■ **WHAT NEEDS TO BE DONE**
Update the lines starting at the one that contains "sky. Keep to one point per instance." and ending at the last line, changing "shrub" to "bush" and leaving everything else as is. Give only those lines, without the pictures.

╭─ SUPPLIED RECORDS

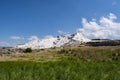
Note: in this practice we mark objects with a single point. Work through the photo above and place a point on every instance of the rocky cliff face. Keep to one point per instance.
(55, 41)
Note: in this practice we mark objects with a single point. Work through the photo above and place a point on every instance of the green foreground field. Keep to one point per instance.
(89, 63)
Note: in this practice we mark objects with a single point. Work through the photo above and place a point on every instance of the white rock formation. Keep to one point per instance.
(54, 41)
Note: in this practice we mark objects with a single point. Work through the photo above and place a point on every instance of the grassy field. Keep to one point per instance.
(82, 63)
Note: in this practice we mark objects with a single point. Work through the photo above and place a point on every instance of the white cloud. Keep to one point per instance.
(106, 27)
(33, 38)
(4, 44)
(16, 37)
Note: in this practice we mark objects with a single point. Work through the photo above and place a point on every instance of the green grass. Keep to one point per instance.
(84, 63)
(60, 70)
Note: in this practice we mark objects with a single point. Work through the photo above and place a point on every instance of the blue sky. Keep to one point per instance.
(25, 18)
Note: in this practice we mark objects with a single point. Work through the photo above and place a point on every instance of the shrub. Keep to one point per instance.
(28, 50)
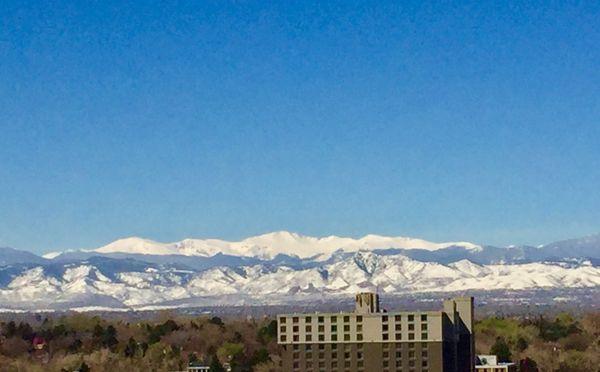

╰─

■ **RESPONSE TO THE EXERCISE**
Note: in this practice we mark objects with a single point. Work through the photo above and place a point on every instance of the blue sky. Keep to one point per instance.
(25, 18)
Note: in this practice we mark objects with a single point. Work through the photo above and place a point on every instance of the bush. Keep to one point per instance.
(28, 50)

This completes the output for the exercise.